▶ [Written exercise] Take the entries below and print all of them exactly, please.

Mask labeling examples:
▬▬▬▬▬▬▬▬▬▬

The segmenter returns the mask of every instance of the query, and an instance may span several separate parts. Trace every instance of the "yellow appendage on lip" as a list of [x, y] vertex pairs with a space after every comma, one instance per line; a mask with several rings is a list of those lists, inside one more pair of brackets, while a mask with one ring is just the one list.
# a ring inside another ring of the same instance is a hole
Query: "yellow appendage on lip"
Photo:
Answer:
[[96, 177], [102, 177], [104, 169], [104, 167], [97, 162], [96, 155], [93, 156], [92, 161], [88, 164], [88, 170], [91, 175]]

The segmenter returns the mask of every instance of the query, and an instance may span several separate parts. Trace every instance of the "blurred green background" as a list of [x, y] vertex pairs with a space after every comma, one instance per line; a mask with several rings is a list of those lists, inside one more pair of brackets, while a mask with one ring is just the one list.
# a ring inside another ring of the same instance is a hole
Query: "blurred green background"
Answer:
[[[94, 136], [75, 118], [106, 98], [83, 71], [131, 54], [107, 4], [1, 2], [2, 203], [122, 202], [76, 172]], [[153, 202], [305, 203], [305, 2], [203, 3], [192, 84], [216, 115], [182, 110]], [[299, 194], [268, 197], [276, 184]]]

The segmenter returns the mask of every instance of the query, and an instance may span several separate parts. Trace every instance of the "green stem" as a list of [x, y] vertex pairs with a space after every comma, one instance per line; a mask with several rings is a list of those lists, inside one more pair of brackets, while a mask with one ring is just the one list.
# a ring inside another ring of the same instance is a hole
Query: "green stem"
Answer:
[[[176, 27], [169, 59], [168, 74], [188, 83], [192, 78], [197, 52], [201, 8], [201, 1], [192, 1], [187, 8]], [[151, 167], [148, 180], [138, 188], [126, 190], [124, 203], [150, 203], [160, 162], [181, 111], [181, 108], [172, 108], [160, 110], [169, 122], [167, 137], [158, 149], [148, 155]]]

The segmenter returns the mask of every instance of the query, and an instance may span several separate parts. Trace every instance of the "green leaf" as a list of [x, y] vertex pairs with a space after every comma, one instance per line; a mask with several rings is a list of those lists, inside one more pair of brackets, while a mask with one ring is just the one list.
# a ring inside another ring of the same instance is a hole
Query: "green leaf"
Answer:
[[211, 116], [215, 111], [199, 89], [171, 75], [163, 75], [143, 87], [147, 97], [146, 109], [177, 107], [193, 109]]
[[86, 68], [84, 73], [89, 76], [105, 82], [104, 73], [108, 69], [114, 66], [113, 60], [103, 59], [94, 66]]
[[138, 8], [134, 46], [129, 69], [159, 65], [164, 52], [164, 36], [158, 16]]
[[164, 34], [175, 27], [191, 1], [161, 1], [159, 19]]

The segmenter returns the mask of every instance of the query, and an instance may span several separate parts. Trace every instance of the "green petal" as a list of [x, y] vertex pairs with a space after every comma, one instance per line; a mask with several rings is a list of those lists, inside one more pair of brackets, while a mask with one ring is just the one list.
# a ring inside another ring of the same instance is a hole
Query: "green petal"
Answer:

▬▬▬▬▬▬▬▬▬▬

▶ [Solution to this task]
The segmenter returns the mask of every instance of the query, and an instance may span several separate parts. Trace every instance of the "yellow appendage on lip" as a list of [x, y] vertex pairs with a space after every comma, one instance per line; a mask with several rings is a list of those lists, inside one more pair of brackets, while a mask with one ring is just the one list.
# a ring inside another ring of the same instance is a hole
Query: "yellow appendage on lip"
Photo:
Answer:
[[96, 177], [102, 177], [104, 169], [104, 167], [97, 162], [96, 155], [93, 156], [92, 161], [88, 164], [88, 170], [91, 175]]

The segmenter returns the mask of every instance of the query, and an instance may span several separate parts. Trace every instance of the "blurred green background" as a list of [x, y] vertex pairs with a space after every comma, one instance per line; a mask with several rings is a list of those lists, inside one more pair of brackets, while a mask with one ring is just the one list.
# a ring inside another ring of the same instance is a hole
Query: "blurred green background"
Answer:
[[[94, 136], [75, 118], [106, 98], [83, 71], [131, 54], [107, 4], [1, 2], [2, 203], [122, 202], [76, 172]], [[153, 202], [305, 203], [305, 2], [203, 3], [192, 84], [216, 115], [182, 110]], [[299, 194], [268, 197], [276, 184]]]

The segmenter returns the mask of every instance of the query, and an instance may span several separate parts. Trace every instance of the "green stem" as a list of [x, y] vertex pairs with a space after every comma, one instance per line; a mask with several rings is a list of those lists, inside one more pair of brackets, while a mask with one ring is just the one list.
# a ring inside another ring of the same instance is a hole
Query: "green stem"
Answer:
[[[176, 27], [169, 59], [168, 74], [188, 83], [192, 78], [197, 52], [201, 8], [201, 1], [192, 1], [187, 8]], [[151, 167], [148, 180], [138, 188], [126, 190], [124, 203], [150, 203], [160, 162], [181, 111], [181, 108], [172, 108], [160, 110], [169, 122], [167, 137], [158, 149], [148, 155]]]

The segmenter returns the mask of every instance of the query, and an instance may span several separate parts. Trace every instance of the "green leaf" as a list of [x, y] vertex pairs with a space after every comma, one instance per line; a mask with several rings is a list of those lists, inside one more pair of brackets, while a mask with one ring is just the one list.
# a ring inside another ring of the same instance is a hole
Query: "green leaf"
Answer:
[[211, 116], [215, 111], [199, 89], [171, 75], [163, 75], [143, 87], [147, 97], [146, 109], [177, 107], [193, 109]]
[[86, 68], [84, 73], [89, 76], [105, 82], [104, 73], [108, 69], [114, 66], [113, 60], [103, 59], [94, 66]]
[[138, 8], [134, 46], [129, 69], [159, 65], [164, 52], [164, 36], [158, 16]]
[[164, 34], [175, 27], [191, 1], [161, 1], [159, 19]]

The segmenter returns the mask of every instance of the query, and an instance may span several separate parts. Trace every instance of the "green petal" as a list of [x, y] vertex pairs with a space after every comma, one instance per line; a mask with several rings is a list of those lists, inside one more pair of brackets, while a mask with one ring is just the one list.
# a ring inside another ring of the same instance is a hole
Query: "green petal"
Answer:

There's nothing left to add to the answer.